Repeat each line exactly as it is written.

(Pointing records)
[BEGIN]

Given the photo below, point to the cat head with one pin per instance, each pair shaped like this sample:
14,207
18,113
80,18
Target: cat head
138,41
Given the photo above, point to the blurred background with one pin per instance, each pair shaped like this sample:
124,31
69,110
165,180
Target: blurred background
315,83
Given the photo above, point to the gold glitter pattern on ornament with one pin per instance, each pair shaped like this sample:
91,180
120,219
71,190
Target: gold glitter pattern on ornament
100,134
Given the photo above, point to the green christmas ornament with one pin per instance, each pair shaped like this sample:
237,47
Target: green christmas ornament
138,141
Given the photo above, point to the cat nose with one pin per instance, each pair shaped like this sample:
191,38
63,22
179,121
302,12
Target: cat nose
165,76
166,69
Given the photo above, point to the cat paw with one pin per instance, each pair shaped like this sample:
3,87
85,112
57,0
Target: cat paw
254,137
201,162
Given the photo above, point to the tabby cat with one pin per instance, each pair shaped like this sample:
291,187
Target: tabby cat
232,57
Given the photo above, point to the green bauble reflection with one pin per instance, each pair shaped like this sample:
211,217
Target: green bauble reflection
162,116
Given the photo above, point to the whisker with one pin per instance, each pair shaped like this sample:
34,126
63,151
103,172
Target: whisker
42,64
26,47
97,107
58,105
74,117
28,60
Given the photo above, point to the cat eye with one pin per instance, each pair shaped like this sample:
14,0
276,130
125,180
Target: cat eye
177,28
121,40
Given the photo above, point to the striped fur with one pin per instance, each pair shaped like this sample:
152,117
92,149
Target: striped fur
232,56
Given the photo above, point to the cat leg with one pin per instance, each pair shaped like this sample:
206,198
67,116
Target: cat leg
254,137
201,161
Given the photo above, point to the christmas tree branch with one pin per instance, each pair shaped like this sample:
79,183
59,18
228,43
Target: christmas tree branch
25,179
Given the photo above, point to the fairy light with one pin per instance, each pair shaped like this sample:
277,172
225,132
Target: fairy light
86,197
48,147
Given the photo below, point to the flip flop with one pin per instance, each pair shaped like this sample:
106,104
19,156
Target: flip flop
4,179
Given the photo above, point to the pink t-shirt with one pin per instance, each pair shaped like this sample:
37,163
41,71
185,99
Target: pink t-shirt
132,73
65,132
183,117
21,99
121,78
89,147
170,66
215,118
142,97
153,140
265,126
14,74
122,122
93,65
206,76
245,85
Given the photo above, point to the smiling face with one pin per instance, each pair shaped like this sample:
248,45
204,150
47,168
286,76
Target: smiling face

[END]

_WRITTEN ANSWER_
Given the photo below, point to the cat head with one pin per instance, each pair shaped like this sample:
14,207
18,113
80,18
Target: cat head
138,41
Given the photo above, point to the blurred background with one pin per instance, each pair shaped like this sample:
124,31
69,110
165,180
Target: blurred background
315,83
Given the photo above, point to the gold glitter pattern on ornament with one pin per instance, each pair shaped like this sample:
91,180
120,219
71,190
Target: gold glitter pattern on ornament
100,134
Given the photo above, point to the green christmas ornament with one pin per instance, each pair shaped like this sample:
237,47
Target: green christmas ornament
138,141
Given the photo above, point to the cat nose with one pin per instance, each pair shaped like this sample:
191,38
63,22
179,121
302,12
Target: cat nose
165,76
166,69
Given the photo above, point to the cat paw with one pin per instance, each pair shaped like this sample:
3,87
85,112
57,0
Target: cat paw
254,137
201,162
Given the photo above, point to the tabby cat with one pin per instance, each pair shaped like this sample:
291,187
Target: tabby cat
232,57
Given the photo above, point to the green bauble reflection with one pin per instance, each pair shaped like this sample:
211,217
Target: green bauble reflection
162,116
Given the photo above, point to the whisker with one pin per instance, each pair shaped like this sample:
34,126
63,151
103,172
Target: whisker
42,64
26,47
97,107
58,105
74,117
28,60
Given the photo above, point to the cat eye with one pin per instance, each pair shaped like this sample:
14,0
276,130
125,180
Target: cat eye
177,28
121,40
Given the photo above, point to the striped fur with one pin per instance, each pair shaped like this sample:
152,117
92,149
Target: striped fur
232,56
Given the photo above, point to the cat leg with one pin per instance, each pair shaped like this sample:
206,198
67,116
Target: cat leg
254,137
201,161
Given the photo above, point to the christmas tree branch with one pin per instance, each pair shaped like this sample:
79,183
59,18
228,43
Target: christmas tree branch
25,179
Given the photo above, point to the fairy light with one pin per instance, each pair shaped like this sample:
277,172
225,132
Target: fairy light
86,197
48,147
Given the photo below, point to the flip flop with one pin per instance, each pair shaped like this sample:
106,104
19,156
Target: flip flop
4,179
Given the photo above, point to the pink t-shirt with one pin per instance, each pair shaped like this sample:
37,163
41,71
185,99
Target: pink t-shirt
132,73
65,132
183,117
21,99
121,78
89,147
170,66
215,118
142,97
153,140
265,126
14,74
122,122
93,65
206,76
245,85
Given the photo above, point to the smiling face with one pin per instance, each pair shaped like this sample:
248,45
204,150
47,168
286,76
Target: smiling face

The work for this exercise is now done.